They say he is a flash in the pan, the darling of disaffected independents, the tea party's dream, a Clinton plant or the right wing's narcissistic alternative to Barack Obama.
Folks, it's not that difficult. For many Americans — who knows what percentage? — the Republican Party is not an antidote to President Obama's seven-year wrecking ball.
They look at the GOP and occasionally see strong rhetoric but mostly observe a lack of inspiration, energy and any sense of urgency about the current state of affairs. They recall that when Republicans didn't have control of Congress, they asked for patience until they recaptured the House. In the meantime, we were not supposed to rock the boat and jeopardize the upcoming elections.
Since winning back Congress, they've offered a similarly tired excuse: We don't have control of the presidency. Just wait until 2016, and we'll really turn things around. But for now, let's be calm.
Calm? What is there to be calm about?
Those living outside the Beltway wonder why there isn't universal horror over the $18 trillion debt and $100 trillion of unfunded liabilities threatening our kids' future, the gutting of our military, the government's destruction of the world's best health care system, the assault on American businesses and the energy industry, Obama's runaway Environmental Protection Agency, his managed invasion of our borders, his war on Christians' religious liberty, his mistreatment of Israel, the Iran deal, and the government's funding a notorious abortion factory.

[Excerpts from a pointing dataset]

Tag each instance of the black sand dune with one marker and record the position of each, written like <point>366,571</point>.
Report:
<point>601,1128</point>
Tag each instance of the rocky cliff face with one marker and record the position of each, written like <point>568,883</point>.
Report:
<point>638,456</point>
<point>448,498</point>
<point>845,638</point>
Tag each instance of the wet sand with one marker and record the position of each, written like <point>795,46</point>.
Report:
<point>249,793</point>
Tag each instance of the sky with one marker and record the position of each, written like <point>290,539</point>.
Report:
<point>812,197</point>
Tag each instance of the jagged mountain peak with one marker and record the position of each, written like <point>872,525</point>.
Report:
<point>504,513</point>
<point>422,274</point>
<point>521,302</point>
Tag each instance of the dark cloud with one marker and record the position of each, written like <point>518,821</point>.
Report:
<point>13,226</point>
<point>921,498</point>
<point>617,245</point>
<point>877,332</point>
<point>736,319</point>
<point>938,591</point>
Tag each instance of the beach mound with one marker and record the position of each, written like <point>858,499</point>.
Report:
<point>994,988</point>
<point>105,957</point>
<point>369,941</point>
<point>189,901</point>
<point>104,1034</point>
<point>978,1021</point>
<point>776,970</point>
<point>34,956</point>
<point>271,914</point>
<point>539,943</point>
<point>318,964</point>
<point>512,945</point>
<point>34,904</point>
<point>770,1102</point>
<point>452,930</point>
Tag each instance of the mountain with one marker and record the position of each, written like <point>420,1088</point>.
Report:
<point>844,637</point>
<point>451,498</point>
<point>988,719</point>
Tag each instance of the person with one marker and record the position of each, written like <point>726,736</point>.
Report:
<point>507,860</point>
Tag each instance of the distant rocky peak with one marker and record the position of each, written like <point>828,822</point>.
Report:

WRITTEN EXERCISE
Print the full opinion piece about the Republican Party word for word.

COMPLETED EXERCISE
They say he is a flash in the pan, the darling of disaffected independents, the tea party's dream, a Clinton plant or the right wing's narcissistic alternative to Barack Obama.
Folks, it's not that difficult. For many Americans — who knows what percentage? — the Republican Party is not an antidote to President Obama's seven-year wrecking ball.
They look at the GOP and occasionally see strong rhetoric but mostly observe a lack of inspiration, energy and any sense of urgency about the current state of affairs. They recall that when Republicans didn't have control of Congress, they asked for patience until they recaptured the House. In the meantime, we were not supposed to rock the boat and jeopardize the upcoming elections.
Since winning back Congress, they've offered a similarly tired excuse: We don't have control of the presidency. Just wait until 2016, and we'll really turn things around. But for now, let's be calm.
Calm? What is there to be calm about?
Those living outside the Beltway wonder why there isn't universal horror over the $18 trillion debt and $100 trillion of unfunded liabilities threatening our kids' future, the gutting of our military, the government's destruction of the world's best health care system, the assault on American businesses and the energy industry, Obama's runaway Environmental Protection Agency, his managed invasion of our borders, his war on Christians' religious liberty, his mistreatment of Israel, the Iran deal, and the government's funding a notorious abortion factory.